[BEGIN Provided material]

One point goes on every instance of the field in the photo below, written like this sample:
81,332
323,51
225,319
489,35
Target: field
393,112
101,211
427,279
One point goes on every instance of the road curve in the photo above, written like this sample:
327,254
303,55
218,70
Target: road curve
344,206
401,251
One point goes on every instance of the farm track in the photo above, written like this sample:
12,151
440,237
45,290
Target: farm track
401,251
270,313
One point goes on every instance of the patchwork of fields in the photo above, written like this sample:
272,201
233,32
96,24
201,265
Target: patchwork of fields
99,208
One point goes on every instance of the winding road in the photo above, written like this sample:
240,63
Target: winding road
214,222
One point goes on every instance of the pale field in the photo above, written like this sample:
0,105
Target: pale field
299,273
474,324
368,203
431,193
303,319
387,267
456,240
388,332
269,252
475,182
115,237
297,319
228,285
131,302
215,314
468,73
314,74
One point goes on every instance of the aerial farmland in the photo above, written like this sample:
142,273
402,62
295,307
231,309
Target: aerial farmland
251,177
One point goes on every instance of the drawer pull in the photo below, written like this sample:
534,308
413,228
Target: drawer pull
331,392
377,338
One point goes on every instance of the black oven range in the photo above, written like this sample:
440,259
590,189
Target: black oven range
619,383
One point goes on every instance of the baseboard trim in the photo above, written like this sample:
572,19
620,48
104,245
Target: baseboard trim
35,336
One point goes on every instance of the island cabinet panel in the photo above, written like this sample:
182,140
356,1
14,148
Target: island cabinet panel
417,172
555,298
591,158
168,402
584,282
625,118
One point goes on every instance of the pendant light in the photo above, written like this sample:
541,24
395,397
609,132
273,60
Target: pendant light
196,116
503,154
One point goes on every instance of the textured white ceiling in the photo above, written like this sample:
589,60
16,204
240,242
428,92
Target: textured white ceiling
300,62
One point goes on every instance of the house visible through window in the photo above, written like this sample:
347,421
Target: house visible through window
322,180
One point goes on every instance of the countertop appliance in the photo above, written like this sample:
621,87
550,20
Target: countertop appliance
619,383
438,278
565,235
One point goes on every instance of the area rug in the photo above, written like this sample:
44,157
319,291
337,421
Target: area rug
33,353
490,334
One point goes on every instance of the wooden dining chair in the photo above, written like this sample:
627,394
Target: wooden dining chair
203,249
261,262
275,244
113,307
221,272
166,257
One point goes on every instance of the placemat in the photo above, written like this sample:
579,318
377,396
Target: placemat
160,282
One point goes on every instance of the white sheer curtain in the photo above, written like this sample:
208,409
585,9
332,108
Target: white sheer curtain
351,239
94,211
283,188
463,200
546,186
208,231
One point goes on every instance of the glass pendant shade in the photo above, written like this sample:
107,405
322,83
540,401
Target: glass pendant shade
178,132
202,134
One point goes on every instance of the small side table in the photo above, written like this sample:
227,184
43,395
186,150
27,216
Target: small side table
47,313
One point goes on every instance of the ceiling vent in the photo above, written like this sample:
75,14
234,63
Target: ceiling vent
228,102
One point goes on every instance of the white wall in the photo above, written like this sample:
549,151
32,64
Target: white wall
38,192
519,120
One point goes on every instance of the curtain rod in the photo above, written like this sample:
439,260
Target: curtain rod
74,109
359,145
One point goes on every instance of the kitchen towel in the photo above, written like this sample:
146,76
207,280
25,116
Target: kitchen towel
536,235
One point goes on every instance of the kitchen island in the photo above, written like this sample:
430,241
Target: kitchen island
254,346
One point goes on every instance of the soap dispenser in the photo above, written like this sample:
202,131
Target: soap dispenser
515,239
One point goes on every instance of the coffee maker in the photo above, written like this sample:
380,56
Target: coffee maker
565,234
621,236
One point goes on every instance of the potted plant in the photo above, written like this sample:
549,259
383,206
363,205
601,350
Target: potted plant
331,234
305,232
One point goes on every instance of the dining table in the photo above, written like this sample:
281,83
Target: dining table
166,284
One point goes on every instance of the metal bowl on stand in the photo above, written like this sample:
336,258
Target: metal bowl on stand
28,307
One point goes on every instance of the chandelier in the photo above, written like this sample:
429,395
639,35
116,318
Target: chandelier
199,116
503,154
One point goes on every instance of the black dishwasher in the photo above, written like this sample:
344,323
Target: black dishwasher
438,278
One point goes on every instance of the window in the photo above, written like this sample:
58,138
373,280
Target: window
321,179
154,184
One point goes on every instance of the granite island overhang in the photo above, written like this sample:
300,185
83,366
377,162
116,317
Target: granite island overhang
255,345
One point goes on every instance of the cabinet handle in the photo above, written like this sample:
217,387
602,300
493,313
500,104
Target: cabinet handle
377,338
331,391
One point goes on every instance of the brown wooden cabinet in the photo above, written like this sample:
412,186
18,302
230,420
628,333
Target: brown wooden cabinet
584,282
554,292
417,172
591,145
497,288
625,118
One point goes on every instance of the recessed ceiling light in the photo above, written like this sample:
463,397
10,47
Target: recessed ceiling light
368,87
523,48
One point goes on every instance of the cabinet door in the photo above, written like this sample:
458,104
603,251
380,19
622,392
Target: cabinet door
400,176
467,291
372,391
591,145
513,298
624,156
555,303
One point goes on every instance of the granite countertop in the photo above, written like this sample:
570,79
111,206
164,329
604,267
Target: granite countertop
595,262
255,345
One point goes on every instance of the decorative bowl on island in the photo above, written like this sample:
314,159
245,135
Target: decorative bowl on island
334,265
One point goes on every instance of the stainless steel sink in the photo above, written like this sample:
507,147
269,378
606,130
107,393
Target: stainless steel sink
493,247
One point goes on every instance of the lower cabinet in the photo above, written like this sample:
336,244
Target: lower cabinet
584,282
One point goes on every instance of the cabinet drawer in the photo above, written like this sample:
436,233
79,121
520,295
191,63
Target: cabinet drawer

[END Provided material]

_Problem description_: From the records above, extract every line exactly as it stands.

_Exercise output_:
One point goes on every instance of the field in the photo below, written like this sample:
81,332
323,51
225,319
489,35
Target: field
393,112
101,211
427,279
One point goes on every instance of the road curve in the photo above, written like this sample:
327,254
303,55
218,70
Target: road curve
344,206
401,251
One point goes on every instance of the farm track in the photo above, written like this sample:
12,151
440,237
45,290
Target: farm track
401,251
270,313
One point goes on every instance of the patchwork of fields in the photo above, written like this sample:
272,201
233,32
96,24
201,265
Target: patchwork of fields
99,208
One point goes on every instance of the winding road in the photo above, written like this sample:
240,63
Target: winding road
214,222
One point goes on every instance of the pale field in the photo above, written like this sample:
0,105
Target: pale field
299,273
474,324
368,203
431,193
303,319
387,267
456,240
388,332
269,252
475,182
115,237
297,319
228,285
131,302
215,314
468,73
314,74
One point goes on every instance of the aerial farmland in the photo above, written like this sample:
142,273
402,62
295,307
231,309
Target: aerial farmland
251,177
One point goes on every instance of the drawer pull in the photo below, written like this sample:
534,308
413,228
Target: drawer pull
331,392
377,338
One point goes on every instance of the black oven range in the photo above, written like this sample:
440,259
590,189
Target: black oven range
619,383
One point goes on every instance of the baseboard trim in the photo above, written like this sample:
572,19
620,48
104,245
Target: baseboard trim
35,336
One point goes on every instance of the island cabinet panel in the photo above, written like this sample:
182,140
356,1
14,148
Target: island cabinet panel
417,172
555,298
591,158
168,402
584,282
625,118
One point goes on every instance of the pendant light in the photo above, written like this sample:
541,24
395,397
609,132
273,60
Target: pendant light
196,116
503,154
One point goes on every instance of the textured white ceiling in the photo above, written like this sample:
589,60
16,204
240,242
428,92
Target: textured white ceiling
300,62
One point goes on every instance of the house visible through window in the photo above, written like this sample:
347,421
Target: house visible through window
322,180
One point goes on every instance of the countertop appliance in the photo above, written like this sample:
621,87
550,20
Target: countertop appliance
619,383
438,278
565,235
One point goes on every instance of the area rug in the photo above, written like this sample:
44,157
319,291
337,421
Target: area rug
33,353
490,334
One point goes on every instance of the wooden dining chair in the photo above, written like this sample:
627,394
Target: wooden dining chair
203,249
261,262
275,244
113,307
221,272
166,257
One point goes on every instance of the placemat in the photo above, written like this sample:
579,318
377,396
Target: placemat
160,282
One point goes on every instance of the white sheer curtain in the photo above, written like this sample:
208,409
585,9
332,108
Target: white sheer curtain
351,239
94,211
283,188
463,200
546,186
208,231
One point goes on every instance of the glass pendant shade in the photo above, written like this sample:
107,405
322,83
540,401
Target: glass pendant shade
178,132
202,134
One point goes on every instance of the small side table in the photo above, written like this sample:
227,184
43,395
186,150
27,216
Target: small side table
47,313
One point goes on every instance of the ceiling vent in the photo above, written like this sample:
75,14
234,63
Target: ceiling vent
228,102
One point goes on every instance of the white wall in the photo above, written like this sample:
549,151
32,64
Target: white wall
38,192
519,120
One point goes on every instance of the curtain rod in the photo above, written like this sample:
439,260
Target: curtain rod
74,109
359,145
One point goes on every instance of the kitchen towel in the photo above, written like this sample:
146,76
207,280
25,116
Target: kitchen towel
536,235
One point goes on every instance of the kitchen island in the photo above, written like this sample:
430,241
Target: kitchen island
254,346
One point goes on every instance of the soap dispenser in the photo above, written like this sample:
202,131
Target: soap dispenser
515,239
One point goes on every instance of the coffee maker in the photo above, written like this sample:
380,56
Target: coffee maker
565,234
621,236
One point goes on every instance of the potted plant in the photo above, written like this sample:
549,259
383,206
363,205
601,350
Target: potted plant
331,234
305,232
One point goes on every instance of the dining table in the photo above, written like this sample:
281,83
Target: dining table
166,284
One point goes on every instance of the metal bowl on stand in the photo above, written like this sample:
336,258
Target: metal bowl on stand
28,307
One point goes on every instance of the chandelier in the photo above, written like this sample:
429,395
639,35
116,318
Target: chandelier
199,116
503,154
One point goes on every instance of the black dishwasher in the photo above, written like this sample:
344,323
Target: black dishwasher
438,278
One point goes on every instance of the window in the photo above, written like this sample:
58,138
373,280
Target: window
321,179
154,184
One point goes on every instance of the granite island overhang in the photo above, written like this sample:
300,185
83,366
377,162
116,317
Target: granite island overhang
255,345
One point goes on every instance of the cabinet handle in the photo above, written like this sample:
217,387
602,300
493,313
500,104
Target: cabinet handle
377,338
331,391
One point goes on every instance of the brown wooden cabinet in the photo above, written like this sample:
412,186
18,302
230,420
628,333
Target: brown wooden cabinet
584,282
554,292
417,172
591,145
497,288
625,118
One point goes on every instance of the recessed ceiling light in the photo above, written like this sample:
463,397
10,47
Target: recessed ceiling light
368,87
523,48
One point goes on every instance of the cabinet door in the photo above, written like this sample:
458,104
603,251
380,19
622,392
Target: cabinet door
400,176
467,291
372,391
591,145
513,298
624,156
555,303
One point goes on every instance of the granite countertop in the photo above, written like this sample:
570,79
111,206
164,329
604,267
Target: granite countertop
595,262
255,345
One point goes on every instance of the decorative bowl on island in the photo above, written like this sample:
314,159
245,135
Target: decorative bowl on island
334,265
One point goes on every instance of the stainless steel sink in the photo above, written like this sample:
507,147
269,378
606,130
107,393
Target: stainless steel sink
493,247
One point goes on every instance of the lower cabinet in the photo above, written like this sample:
336,244
Target: lower cabinet
584,282
One point goes on every instance of the cabinet drawer in the photo above, written like this sample:
436,233
79,121
520,295
191,63
Target: cabinet drawer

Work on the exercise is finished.